═════ Passage given
MultiBondLib.Mechanics3D.Forces

Information

There are mainly three types of force elements:

• physical interactions like spring or damper elements
• soft collision models, that include geometric computations
• artificially generated forces

Elements of this package do not create rigid connections and therefore do not close kinematic loops.

Name	Description
Damping	linear damping element
Spring	linear spring element
WorldForce	world force acting on frame
WorldTorque	world torque acting on frame
SoftImpuls_SphereSphere	soft impact between two spheres

MultiBondLib.Mechanics3D.Forces.Damping

Information

The damper generates a counteracting force that is proportional to the relative velocity.

The damping coefficient can be set by the parameter d.

Parameters

Name	Default	Description
d	0	Damping constant [N.s/m]

Modelica definition

model Damping "linear damping element"
══════════
═════ Provided material
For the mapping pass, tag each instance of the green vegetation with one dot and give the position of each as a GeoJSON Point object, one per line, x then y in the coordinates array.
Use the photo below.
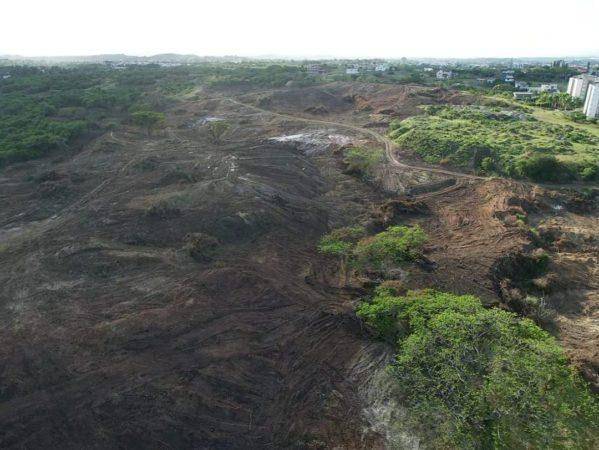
══════════
Work to do | Reproduce the MultiBondLib force-element documentation above in full, word for word.

Exercise response |
MultiBondLib.Mechanics3D.Forces

Information

There are mainly three types of force elements:

• physical interactions like spring or damper elements
• soft collision models, that include geometric computations
• artificially generated forces

Elements of this package do not create rigid connections and therefore do not close kinematic loops.

Name	Description
Damping	linear damping element
Spring	linear spring element
WorldForce	world force acting on frame
WorldTorque	world torque acting on frame
SoftImpuls_SphereSphere	soft impact between two spheres

MultiBondLib.Mechanics3D.Forces.Damping

Information

The damper generates a counteracting force that is proportional to the relative velocity.

The damping coefficient can be set by the parameter d.

Parameters

Name	Default	Description
d	0	Damping constant [N.s/m]

Modelica definition

model Damping "linear damping element"